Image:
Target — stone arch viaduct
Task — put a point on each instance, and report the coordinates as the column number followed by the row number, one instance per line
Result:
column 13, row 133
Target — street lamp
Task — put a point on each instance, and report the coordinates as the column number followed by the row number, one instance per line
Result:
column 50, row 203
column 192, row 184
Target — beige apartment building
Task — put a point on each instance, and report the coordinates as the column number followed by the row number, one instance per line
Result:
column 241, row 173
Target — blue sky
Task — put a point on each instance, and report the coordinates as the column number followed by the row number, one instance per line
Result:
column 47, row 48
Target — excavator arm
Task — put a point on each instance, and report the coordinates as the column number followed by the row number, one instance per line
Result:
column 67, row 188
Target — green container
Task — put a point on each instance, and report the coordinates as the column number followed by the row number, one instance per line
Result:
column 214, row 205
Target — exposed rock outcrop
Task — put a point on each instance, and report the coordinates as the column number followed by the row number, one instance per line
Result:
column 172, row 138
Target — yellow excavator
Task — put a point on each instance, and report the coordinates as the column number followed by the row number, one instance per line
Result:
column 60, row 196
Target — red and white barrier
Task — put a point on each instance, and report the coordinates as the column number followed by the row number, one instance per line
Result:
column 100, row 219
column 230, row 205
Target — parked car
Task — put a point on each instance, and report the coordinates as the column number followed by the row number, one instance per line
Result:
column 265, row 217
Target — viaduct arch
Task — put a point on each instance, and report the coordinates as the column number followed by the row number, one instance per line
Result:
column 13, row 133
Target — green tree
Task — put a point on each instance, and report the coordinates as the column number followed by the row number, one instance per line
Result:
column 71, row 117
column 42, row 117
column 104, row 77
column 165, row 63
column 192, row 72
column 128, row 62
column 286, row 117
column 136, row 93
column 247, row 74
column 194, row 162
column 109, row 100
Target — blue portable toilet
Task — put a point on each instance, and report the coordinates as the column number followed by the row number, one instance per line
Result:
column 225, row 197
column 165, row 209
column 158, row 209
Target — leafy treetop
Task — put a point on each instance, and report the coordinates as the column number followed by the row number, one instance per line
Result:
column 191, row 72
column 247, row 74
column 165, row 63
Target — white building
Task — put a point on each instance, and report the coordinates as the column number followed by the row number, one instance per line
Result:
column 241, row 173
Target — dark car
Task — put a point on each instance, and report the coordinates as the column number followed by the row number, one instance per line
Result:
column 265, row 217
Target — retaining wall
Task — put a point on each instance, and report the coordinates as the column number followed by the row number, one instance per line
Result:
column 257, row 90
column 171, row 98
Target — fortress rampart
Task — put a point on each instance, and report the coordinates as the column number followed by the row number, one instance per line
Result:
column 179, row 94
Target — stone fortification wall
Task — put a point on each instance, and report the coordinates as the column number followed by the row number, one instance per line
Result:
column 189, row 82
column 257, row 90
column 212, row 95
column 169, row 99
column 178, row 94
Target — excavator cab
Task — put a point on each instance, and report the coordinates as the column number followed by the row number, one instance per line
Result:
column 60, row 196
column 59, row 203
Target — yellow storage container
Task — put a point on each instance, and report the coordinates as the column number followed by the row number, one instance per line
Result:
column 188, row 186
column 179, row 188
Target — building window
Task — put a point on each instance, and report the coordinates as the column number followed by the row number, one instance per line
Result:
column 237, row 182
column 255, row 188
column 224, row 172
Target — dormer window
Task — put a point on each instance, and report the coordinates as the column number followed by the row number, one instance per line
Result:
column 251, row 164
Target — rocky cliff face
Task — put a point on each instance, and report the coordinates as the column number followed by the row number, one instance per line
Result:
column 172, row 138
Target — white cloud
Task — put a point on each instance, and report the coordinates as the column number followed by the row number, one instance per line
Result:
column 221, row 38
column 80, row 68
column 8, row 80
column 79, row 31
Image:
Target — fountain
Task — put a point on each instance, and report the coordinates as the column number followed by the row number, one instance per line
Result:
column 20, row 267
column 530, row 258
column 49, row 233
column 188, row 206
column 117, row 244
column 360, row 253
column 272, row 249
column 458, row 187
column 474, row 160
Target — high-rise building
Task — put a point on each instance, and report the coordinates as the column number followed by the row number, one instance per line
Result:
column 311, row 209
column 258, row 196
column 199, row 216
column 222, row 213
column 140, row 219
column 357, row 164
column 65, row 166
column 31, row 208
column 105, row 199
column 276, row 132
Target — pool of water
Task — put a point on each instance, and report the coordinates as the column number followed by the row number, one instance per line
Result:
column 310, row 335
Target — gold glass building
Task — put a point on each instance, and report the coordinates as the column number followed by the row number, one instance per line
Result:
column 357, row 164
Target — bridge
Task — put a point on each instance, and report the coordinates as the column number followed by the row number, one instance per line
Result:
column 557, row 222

==============================

Convert the material above, from its first line to its last, into a JSON list of strings, with one string per line and blank lines omitted.

[
  "Image:",
  "Target — stone arch viaduct",
  "Task — put a point on each instance, and report the coordinates as the column number followed by the row number, one instance per line",
  "Result:",
  "column 13, row 133",
  "Target — street lamp",
  "Task — put a point on each instance, and report the coordinates as the column number followed by the row number, one instance per line",
  "Result:",
  "column 50, row 203",
  "column 192, row 184",
  "Target — beige apartment building",
  "Task — put a point on each instance, and report the coordinates as the column number followed by the row number, one instance per line",
  "Result:",
  "column 241, row 173",
  "Target — blue sky",
  "Task — put a point on each instance, and report the coordinates as the column number followed by the row number, one instance per line",
  "Result:",
  "column 47, row 48",
  "Target — excavator arm",
  "Task — put a point on each instance, and report the coordinates as the column number followed by the row number, one instance per line",
  "Result:",
  "column 67, row 188",
  "Target — green container",
  "Task — put a point on each instance, and report the coordinates as the column number followed by the row number, one instance per line",
  "Result:",
  "column 214, row 205",
  "Target — exposed rock outcrop",
  "Task — put a point on each instance, and report the coordinates as the column number followed by the row number, one instance per line",
  "Result:",
  "column 172, row 138",
  "Target — yellow excavator",
  "Task — put a point on each instance, and report the coordinates as the column number followed by the row number, one instance per line",
  "Result:",
  "column 60, row 196",
  "Target — red and white barrier",
  "Task — put a point on each instance, and report the coordinates as the column number followed by the row number, one instance per line",
  "Result:",
  "column 100, row 219",
  "column 230, row 205",
  "Target — parked car",
  "Task — put a point on each instance, and report the coordinates as the column number followed by the row number, one instance per line",
  "Result:",
  "column 265, row 217",
  "Target — viaduct arch",
  "Task — put a point on each instance, and report the coordinates as the column number followed by the row number, one instance per line",
  "Result:",
  "column 13, row 133",
  "Target — green tree",
  "Task — put a point on each instance, and report the coordinates as the column number followed by the row number, one instance per line",
  "Result:",
  "column 71, row 117",
  "column 42, row 117",
  "column 104, row 77",
  "column 165, row 63",
  "column 192, row 72",
  "column 128, row 62",
  "column 286, row 117",
  "column 136, row 93",
  "column 247, row 74",
  "column 194, row 162",
  "column 109, row 100",
  "Target — blue portable toilet",
  "Task — put a point on each instance, and report the coordinates as the column number followed by the row number, one instance per line",
  "Result:",
  "column 225, row 197",
  "column 165, row 209",
  "column 158, row 209",
  "Target — leafy treetop",
  "Task — put a point on each instance, and report the coordinates as the column number followed by the row number, one instance per line",
  "Result:",
  "column 191, row 72",
  "column 247, row 74",
  "column 165, row 63",
  "Target — white building",
  "Task — put a point on each instance, and report the coordinates as the column number followed by the row number, one instance per line",
  "Result:",
  "column 241, row 173",
  "Target — dark car",
  "Task — put a point on each instance, and report the coordinates as the column number followed by the row number, one instance per line",
  "Result:",
  "column 265, row 217",
  "Target — retaining wall",
  "Task — put a point on each instance, and report the coordinates as the column number followed by the row number, one instance per line",
  "Result:",
  "column 257, row 90",
  "column 171, row 98",
  "Target — fortress rampart",
  "Task — put a point on each instance, and report the coordinates as the column number followed by the row number, one instance per line",
  "Result:",
  "column 179, row 94",
  "Target — stone fortification wall",
  "Task — put a point on each instance, and report the coordinates as the column number followed by the row number, one instance per line",
  "Result:",
  "column 189, row 82",
  "column 257, row 90",
  "column 212, row 95",
  "column 169, row 99",
  "column 178, row 94",
  "Target — excavator cab",
  "Task — put a point on each instance, and report the coordinates as the column number followed by the row number, one instance per line",
  "Result:",
  "column 60, row 196",
  "column 59, row 203",
  "Target — yellow storage container",
  "Task — put a point on each instance, and report the coordinates as the column number followed by the row number, one instance per line",
  "Result:",
  "column 188, row 186",
  "column 179, row 188",
  "Target — building window",
  "Task — put a point on each instance, and report the coordinates as the column number followed by the row number, one instance per line",
  "Result:",
  "column 237, row 182",
  "column 255, row 188",
  "column 224, row 172",
  "Target — dormer window",
  "Task — put a point on each instance, and report the coordinates as the column number followed by the row number, one instance per line",
  "Result:",
  "column 251, row 164",
  "Target — rocky cliff face",
  "Task — put a point on each instance, and report the coordinates as the column number followed by the row number, one instance per line",
  "Result:",
  "column 172, row 138",
  "Target — white cloud",
  "Task — put a point on each instance, and report the coordinates as the column number followed by the row number, one instance per line",
  "Result:",
  "column 221, row 38",
  "column 80, row 68",
  "column 8, row 80",
  "column 79, row 31",
  "Image:",
  "Target — fountain",
  "Task — put a point on each instance, and report the coordinates as the column number followed by the row number, one instance per line",
  "Result:",
  "column 20, row 267",
  "column 530, row 258",
  "column 49, row 233",
  "column 188, row 206",
  "column 117, row 244",
  "column 360, row 253",
  "column 272, row 249",
  "column 458, row 187",
  "column 474, row 160",
  "Target — high-rise building",
  "Task — put a point on each instance, and report the coordinates as the column number followed by the row number, one instance per line",
  "Result:",
  "column 311, row 209",
  "column 258, row 196",
  "column 199, row 216",
  "column 222, row 213",
  "column 140, row 219",
  "column 357, row 164",
  "column 65, row 166",
  "column 31, row 208",
  "column 105, row 199",
  "column 276, row 132",
  "Target — pool of water",
  "Task — put a point on each instance, and report the coordinates as the column number followed by the row number, one instance per line",
  "Result:",
  "column 310, row 335",
  "Target — gold glass building",
  "Task — put a point on each instance, and report the coordinates as the column number followed by the row number, one instance per line",
  "Result:",
  "column 357, row 164",
  "Target — bridge",
  "Task — put a point on each instance, and report the coordinates as the column number followed by the row number, one instance per line",
  "Result:",
  "column 557, row 222"
]